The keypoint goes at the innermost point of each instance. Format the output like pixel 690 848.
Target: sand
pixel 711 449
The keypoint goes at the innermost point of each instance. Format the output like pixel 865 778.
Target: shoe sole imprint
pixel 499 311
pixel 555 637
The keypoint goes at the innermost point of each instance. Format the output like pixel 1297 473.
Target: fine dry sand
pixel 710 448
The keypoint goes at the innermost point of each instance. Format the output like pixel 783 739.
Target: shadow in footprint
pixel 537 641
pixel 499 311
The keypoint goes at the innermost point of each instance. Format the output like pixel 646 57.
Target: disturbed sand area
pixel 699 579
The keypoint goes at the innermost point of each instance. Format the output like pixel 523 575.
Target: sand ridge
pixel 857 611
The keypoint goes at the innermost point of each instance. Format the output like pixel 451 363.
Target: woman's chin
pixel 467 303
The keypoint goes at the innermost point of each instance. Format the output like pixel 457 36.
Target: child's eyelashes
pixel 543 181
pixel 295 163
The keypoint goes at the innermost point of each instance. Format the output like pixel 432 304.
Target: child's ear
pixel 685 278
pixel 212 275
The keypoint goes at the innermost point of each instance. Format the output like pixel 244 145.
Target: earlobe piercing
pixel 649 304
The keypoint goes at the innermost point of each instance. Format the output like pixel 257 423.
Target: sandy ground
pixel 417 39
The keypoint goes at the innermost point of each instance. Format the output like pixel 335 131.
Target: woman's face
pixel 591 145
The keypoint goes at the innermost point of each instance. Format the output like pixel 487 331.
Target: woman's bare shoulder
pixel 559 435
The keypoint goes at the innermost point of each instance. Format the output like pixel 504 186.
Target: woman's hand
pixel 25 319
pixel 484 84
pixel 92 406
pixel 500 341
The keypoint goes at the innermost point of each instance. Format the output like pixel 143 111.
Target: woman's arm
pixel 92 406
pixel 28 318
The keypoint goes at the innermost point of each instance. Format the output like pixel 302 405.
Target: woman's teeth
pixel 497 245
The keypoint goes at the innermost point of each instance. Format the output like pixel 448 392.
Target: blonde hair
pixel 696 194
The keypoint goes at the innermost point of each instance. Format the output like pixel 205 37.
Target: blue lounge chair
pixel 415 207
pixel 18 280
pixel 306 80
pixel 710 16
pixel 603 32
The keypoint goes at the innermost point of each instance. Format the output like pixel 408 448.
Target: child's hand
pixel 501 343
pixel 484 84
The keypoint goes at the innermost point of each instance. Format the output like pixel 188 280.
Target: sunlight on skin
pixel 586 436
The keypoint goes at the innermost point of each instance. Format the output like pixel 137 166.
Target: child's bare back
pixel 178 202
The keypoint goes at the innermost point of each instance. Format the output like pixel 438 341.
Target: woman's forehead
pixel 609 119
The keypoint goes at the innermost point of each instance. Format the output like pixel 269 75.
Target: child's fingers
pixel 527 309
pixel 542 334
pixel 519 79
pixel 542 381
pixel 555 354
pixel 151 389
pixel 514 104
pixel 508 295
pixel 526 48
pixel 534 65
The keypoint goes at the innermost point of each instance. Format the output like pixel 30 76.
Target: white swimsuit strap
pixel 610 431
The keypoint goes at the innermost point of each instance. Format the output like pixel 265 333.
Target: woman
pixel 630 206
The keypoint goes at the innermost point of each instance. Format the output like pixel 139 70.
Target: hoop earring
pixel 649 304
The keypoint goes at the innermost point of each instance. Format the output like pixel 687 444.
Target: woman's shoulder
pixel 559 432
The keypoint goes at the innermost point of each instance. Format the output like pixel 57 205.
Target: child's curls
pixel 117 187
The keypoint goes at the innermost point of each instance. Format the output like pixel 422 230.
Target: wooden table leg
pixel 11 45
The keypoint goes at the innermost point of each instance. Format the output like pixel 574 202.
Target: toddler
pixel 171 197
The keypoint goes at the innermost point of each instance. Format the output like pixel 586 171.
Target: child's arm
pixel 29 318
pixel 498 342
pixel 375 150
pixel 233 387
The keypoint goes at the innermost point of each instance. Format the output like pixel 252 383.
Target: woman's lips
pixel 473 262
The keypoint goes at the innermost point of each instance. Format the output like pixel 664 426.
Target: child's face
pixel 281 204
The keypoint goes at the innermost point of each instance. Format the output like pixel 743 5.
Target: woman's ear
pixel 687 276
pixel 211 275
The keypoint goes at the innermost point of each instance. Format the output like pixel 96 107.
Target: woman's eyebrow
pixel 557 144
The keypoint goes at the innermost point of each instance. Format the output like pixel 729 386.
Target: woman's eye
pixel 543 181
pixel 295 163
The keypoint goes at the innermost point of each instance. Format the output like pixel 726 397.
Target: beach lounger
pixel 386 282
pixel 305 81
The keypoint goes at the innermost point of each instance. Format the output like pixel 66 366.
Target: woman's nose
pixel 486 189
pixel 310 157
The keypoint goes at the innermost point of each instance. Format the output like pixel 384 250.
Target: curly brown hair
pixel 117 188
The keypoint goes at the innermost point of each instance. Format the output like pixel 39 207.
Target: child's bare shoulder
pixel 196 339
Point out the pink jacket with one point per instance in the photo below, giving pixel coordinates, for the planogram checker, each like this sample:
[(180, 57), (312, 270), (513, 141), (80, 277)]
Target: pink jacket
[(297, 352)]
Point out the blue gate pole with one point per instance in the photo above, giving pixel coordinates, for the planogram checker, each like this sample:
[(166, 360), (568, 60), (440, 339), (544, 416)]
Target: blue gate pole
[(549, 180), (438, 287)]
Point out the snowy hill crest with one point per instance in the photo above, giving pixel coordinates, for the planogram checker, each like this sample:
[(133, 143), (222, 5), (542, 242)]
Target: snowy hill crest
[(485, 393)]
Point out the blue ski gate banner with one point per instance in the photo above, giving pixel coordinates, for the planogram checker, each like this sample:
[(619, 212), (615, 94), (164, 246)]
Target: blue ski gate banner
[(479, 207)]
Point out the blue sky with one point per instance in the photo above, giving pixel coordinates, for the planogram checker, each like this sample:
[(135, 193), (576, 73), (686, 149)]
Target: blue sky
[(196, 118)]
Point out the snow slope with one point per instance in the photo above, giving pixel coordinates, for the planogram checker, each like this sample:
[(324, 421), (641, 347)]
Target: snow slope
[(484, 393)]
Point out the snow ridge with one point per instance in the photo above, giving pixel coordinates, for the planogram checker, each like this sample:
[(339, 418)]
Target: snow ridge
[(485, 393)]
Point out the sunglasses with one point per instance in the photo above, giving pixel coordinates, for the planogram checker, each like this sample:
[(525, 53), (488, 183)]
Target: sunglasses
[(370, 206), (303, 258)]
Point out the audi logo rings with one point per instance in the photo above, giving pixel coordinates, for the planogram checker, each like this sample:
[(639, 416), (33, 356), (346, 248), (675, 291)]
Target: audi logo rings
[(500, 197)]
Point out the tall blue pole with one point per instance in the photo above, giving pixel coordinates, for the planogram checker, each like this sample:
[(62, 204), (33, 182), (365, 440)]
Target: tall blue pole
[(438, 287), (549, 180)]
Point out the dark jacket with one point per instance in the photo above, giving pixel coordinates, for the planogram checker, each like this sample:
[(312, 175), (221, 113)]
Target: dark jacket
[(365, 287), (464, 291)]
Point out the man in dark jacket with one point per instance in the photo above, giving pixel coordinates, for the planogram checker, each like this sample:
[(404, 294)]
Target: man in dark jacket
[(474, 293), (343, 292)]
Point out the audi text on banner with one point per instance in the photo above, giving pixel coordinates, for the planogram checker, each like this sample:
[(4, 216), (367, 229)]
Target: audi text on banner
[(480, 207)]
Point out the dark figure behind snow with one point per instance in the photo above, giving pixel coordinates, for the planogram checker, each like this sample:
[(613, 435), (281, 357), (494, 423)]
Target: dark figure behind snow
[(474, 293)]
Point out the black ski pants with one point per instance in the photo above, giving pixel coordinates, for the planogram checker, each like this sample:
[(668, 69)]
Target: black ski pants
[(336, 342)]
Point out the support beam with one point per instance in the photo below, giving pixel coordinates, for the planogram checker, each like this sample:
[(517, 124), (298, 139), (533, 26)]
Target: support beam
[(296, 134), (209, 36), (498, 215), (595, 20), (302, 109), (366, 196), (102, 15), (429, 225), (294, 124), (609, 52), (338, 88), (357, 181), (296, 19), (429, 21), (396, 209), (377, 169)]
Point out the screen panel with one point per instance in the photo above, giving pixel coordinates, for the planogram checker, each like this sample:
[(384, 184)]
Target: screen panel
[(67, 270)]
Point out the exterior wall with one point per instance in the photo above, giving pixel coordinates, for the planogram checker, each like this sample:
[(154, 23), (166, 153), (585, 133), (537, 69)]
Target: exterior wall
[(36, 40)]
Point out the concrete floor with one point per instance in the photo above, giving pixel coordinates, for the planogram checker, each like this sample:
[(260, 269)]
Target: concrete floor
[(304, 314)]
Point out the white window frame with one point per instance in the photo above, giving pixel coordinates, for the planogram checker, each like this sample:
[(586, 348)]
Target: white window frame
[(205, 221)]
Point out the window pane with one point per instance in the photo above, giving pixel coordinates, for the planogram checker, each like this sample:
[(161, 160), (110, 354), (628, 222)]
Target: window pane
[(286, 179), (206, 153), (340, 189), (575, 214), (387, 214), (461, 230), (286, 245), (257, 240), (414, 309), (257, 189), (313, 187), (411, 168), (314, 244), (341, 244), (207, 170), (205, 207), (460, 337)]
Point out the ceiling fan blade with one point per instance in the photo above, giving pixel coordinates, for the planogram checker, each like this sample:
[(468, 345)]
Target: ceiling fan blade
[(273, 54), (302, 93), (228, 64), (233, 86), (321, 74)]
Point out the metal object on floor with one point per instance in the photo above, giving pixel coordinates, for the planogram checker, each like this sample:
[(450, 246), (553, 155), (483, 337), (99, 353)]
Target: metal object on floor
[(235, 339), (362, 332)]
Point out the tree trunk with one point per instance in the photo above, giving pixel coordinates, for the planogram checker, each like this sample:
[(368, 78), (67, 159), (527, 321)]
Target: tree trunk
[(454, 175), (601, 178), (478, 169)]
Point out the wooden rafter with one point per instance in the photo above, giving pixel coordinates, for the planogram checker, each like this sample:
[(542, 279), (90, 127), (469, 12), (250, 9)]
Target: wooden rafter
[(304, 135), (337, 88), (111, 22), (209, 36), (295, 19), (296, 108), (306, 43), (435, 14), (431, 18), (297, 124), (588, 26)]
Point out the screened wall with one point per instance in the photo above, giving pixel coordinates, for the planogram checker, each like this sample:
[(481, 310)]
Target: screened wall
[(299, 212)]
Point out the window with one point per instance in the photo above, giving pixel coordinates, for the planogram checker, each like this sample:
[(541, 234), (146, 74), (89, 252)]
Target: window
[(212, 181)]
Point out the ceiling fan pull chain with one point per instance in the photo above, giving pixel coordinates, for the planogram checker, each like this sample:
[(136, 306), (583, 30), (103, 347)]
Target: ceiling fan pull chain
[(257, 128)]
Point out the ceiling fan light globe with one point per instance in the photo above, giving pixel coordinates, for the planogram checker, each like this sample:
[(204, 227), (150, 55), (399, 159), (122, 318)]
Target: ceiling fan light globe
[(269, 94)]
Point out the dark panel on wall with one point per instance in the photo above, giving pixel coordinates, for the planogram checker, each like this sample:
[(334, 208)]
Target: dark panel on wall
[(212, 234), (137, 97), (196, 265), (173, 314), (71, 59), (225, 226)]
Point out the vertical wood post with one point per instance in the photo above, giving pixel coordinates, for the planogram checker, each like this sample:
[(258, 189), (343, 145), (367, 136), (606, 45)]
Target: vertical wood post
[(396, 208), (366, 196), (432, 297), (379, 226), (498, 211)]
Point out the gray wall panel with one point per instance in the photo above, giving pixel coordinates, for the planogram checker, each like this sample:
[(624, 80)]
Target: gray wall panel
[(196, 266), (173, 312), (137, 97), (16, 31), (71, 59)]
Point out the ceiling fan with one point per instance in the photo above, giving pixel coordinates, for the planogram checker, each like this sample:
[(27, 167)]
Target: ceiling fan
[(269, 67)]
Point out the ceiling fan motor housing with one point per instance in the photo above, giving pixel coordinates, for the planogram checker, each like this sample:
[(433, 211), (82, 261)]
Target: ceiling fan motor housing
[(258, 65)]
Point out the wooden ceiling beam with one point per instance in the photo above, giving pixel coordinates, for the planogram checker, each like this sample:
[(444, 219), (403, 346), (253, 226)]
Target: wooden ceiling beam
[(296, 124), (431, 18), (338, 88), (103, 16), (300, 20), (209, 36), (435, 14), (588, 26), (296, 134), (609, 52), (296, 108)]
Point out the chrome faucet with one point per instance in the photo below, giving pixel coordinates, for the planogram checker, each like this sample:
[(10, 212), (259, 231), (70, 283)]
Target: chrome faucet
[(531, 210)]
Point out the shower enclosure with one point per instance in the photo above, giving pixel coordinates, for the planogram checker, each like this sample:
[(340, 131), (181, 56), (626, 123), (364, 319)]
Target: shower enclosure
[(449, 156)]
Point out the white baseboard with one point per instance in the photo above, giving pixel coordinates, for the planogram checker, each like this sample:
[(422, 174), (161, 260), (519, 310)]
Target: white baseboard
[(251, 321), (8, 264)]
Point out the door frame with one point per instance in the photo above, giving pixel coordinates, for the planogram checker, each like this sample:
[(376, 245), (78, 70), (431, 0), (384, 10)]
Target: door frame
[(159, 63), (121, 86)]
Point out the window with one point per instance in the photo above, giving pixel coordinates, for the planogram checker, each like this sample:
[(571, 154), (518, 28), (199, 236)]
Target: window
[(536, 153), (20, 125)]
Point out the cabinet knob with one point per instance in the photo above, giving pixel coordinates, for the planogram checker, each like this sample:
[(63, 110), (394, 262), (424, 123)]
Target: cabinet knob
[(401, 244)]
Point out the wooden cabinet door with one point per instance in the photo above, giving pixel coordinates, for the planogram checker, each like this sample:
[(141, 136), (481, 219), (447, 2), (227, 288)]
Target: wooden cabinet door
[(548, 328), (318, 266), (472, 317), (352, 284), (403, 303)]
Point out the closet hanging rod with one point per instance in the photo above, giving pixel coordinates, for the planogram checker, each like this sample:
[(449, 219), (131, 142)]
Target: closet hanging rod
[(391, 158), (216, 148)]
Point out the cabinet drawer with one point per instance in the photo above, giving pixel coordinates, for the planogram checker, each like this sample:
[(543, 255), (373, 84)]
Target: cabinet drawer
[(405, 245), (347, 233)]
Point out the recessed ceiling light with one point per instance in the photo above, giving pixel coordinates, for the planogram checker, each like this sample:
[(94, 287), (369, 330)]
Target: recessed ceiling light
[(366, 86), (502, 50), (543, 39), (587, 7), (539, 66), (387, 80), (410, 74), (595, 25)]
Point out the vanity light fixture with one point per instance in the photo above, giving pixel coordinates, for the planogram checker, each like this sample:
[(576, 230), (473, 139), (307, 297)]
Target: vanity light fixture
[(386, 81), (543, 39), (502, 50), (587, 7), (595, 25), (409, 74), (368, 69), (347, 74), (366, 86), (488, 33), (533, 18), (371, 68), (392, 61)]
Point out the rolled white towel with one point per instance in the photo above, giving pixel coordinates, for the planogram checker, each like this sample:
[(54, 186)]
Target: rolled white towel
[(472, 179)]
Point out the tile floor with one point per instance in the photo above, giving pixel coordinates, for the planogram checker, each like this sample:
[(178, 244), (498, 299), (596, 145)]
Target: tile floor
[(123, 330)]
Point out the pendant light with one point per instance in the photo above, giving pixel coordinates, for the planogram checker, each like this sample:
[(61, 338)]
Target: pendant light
══════
- Requirement -
Which lines contain "pendant"? Copy each of them from the listing.

- Result of this task -
Point out the pendant light with one point per instance in the photo above, giving pixel coordinates, for the planogram checker, each like this sample:
Target: pendant light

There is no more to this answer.